──────── TRECHO DO TEXTO ────────

Voto compulsório ou voto facultativo: uma reflexão interessante.
Antes de abordar o tema central deste artigo, gostaria de começar contando uma breve história contextual pra vocês a qual, posteriromente, ficará bastante clara em como ela se encaixa na reflexão proposta.
Em setembro de 2014 eu havia acabado de chegar à Inglaterra para cursar meu doutorado em Sociologia com duração mínima de quatro anos. Em questão de poucas semanas após ter chegado, comecei a conhecer meus colegas de curso. Alguns deles eram completo novatos como eu, enquanto outros mais veteranos.
Pois bem, em certa ocasião, após um seminário vespertino, fui convidado por alguns desses colegas e bem como pela professora alemã que havia acabado de apresentar o seminário para irmos a um pub nas cercanias da universidade. Como os grupos neste tipo de seminário eram geralmente bem pequenos, de vez em quando se faziam isso.

──────── LINHAS EXIBIDAS ────────

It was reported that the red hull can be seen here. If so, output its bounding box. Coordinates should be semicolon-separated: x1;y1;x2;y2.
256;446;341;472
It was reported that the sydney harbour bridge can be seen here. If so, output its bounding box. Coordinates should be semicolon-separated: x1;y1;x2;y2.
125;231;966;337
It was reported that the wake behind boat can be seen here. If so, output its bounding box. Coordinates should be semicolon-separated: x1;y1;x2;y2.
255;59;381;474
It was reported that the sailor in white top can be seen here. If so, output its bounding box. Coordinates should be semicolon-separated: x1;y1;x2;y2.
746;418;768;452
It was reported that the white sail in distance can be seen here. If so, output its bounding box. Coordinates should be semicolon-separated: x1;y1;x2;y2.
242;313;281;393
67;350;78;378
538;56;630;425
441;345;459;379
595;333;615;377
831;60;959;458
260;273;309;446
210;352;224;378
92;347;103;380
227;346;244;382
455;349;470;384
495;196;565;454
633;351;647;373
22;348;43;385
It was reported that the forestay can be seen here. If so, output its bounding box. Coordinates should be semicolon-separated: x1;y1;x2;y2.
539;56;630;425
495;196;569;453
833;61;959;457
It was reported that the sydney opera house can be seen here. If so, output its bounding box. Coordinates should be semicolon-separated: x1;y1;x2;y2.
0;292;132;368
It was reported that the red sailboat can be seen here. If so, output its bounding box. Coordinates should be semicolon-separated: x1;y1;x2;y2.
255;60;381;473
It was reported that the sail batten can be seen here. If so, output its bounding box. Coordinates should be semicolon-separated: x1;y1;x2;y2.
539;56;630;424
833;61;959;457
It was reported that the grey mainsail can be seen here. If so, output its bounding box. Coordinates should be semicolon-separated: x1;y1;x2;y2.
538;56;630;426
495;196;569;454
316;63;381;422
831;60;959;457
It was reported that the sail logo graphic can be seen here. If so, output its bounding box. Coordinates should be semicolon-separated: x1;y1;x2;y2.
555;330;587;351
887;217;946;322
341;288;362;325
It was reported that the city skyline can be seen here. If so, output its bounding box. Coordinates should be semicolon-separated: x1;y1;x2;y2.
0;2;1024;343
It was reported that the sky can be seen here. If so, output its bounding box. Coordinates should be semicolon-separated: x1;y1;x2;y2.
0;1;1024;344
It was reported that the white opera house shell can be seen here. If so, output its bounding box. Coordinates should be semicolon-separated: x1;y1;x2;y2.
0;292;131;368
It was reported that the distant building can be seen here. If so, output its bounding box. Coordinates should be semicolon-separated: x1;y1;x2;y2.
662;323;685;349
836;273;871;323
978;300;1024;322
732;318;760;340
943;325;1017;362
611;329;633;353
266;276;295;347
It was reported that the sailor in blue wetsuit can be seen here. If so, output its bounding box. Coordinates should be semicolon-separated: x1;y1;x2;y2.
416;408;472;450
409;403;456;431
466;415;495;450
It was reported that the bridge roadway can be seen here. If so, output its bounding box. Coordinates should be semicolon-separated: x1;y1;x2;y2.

────────

◆ AÇÕES NECESSÁRIAS:
- a) Transcreva literalmente o trecho do texto sobre voto compulsório que vai de "Antes de abordar" até "outros mais veteranos.".
- b) Segundo o texto sobre voto compulsório, em que mês e ano quem narra chegou à Inglaterra?
- c) Dê continuidade ao texto sobre voto compulsório a partir de onde ele para.
Essas linhas não entram em nada do que se pede aqui.

◆ RESULTADOS:
- a)
Antes de abordar o tema central deste artigo, gostaria de começar contando uma breve história contextual pra vocês a qual, posteriromente, ficará bastante clara em como ela se encaixa na reflexão proposta.
Em setembro de 2014 eu havia acabado de chegar à Inglaterra para cursar meu doutorado em Sociologia com duração mínima de quatro anos. Em questão de poucas semanas após ter chegado, comecei a conhecer meus colegas de curso. Alguns deles eram completo novatos como eu, enquanto outros mais veteranos.

- b) Em setembro de 2014.

- c)
Naturalmente, todos nós temos o desejo de sermos aceitos e pertencer a um grupo com algum grau mínimo de afinidade. Esse sentimento nos acompanha desde criança quando ingressamos no jardim da infância até a idade adulta quando entramos na universidade, iniciamos um novo trabalho, mudamos de cidade e por aí vai.
Muito bem, dito isso, passamos alguns momentos agradáveis no pub. Era um grupo pequeno de mais ou menos 6 pessoas, sendo que eu era o único não-europeu no meio de três ingleses, uma alemã (nossa professora), uma francesa e um espanhol.
Conversamos sobre assuntos variados até que, a certa altura, a conversa migrou para temas de cunho político, pois o Reino Unido teria eleições gerais em maio do ano seguinte.
No grupo havia um doutorando veterano inglês que estava em vias de concluir seu curso em poucos meses e que era também muito engajado politicamente. Ele costumava percorrer todas as ruas de seu bairro, bater de porta em porta pra conversar sobre política com as pessoas, fazer campanha e panfletagem pelos candidatos que ele acreditava, e tudo o mais.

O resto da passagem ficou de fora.